Page:
— Start —
With the conclusion of its sophomore season, “This Is All We Are,” Cinemax’s “The Knick”—one of the best shows on television, and certainly one of the most searingly beautiful—comes to the verge of breaking apart. Dr. John Thackery (Clive Owen) is dead by his own, arrogant hand; colleagues Everett Gallinger (Eric Johnson) and Algernon Edwards (André Holland) dabble, respectively, in eugenics and dreams; Cornelia Showalter (Juliet Rylance) leaves New York for now, or perhaps forever; Nurse Elkins (Eve Hewson) marries up, Herman Barrow (Jeremy Bobb) divorces down, and Harriet (Cara Seymour) and Tom (Chris Sullivan) settle in together. Only the sweet, sincere Bertie Chickering (the terrific Michael Angarano) remains more or less steady, though he’s just lost his mother and his mentor in quick succession.
Where does “The Knick” go from here?
I admit, after seeing the season finale, I wondered if the series should, or even could, continue at all. Not because of the loss of lead actor Clive Owen—as I wrote just last month, Thack’s “tortured genius” act was the one element of “The Knick” that always seemed to be purloined from another, lesser series—but because of the loss of Soderbergh himself. As director, cinematographer, and editor, Soderbergh has been the pulsing lifeblood of the series (with an assist from composer Cliff Martinez), and it’s hard to imagine “The Knick” without the modern, industrial jostle of his aesthetic, which enlivens historical fiction as never before.
— End —
Information provided:
— Start —
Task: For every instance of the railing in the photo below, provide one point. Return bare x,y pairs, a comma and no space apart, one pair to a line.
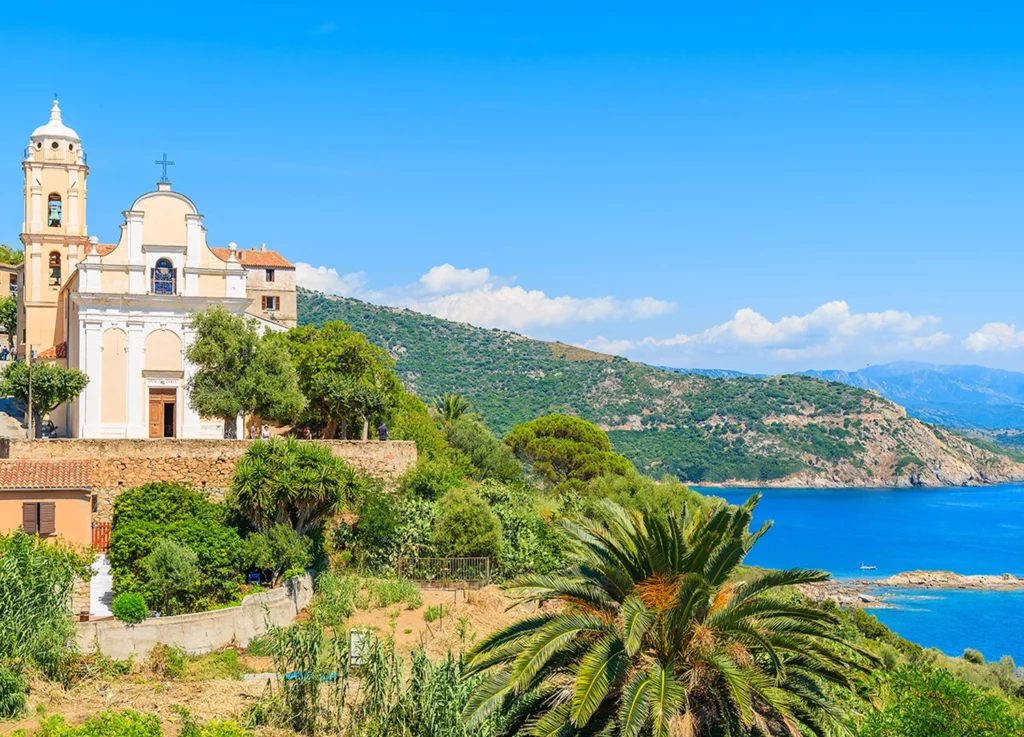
— End —
Your task: Reproduce verbatim everything in the review of "The Knick" above, from "I admit, after" down to "as never before.".

Task solution:
I admit, after seeing the season finale, I wondered if the series should, or even could, continue at all. Not because of the loss of lead actor Clive Owen—as I wrote just last month, Thack’s “tortured genius” act was the one element of “The Knick” that always seemed to be purloined from another, lesser series—but because of the loss of Soderbergh himself. As director, cinematographer, and editor, Soderbergh has been the pulsing lifeblood of the series (with an assist from composer Cliff Martinez), and it’s hard to imagine “The Knick” without the modern, industrial jostle of his aesthetic, which enlivens historical fiction as never before.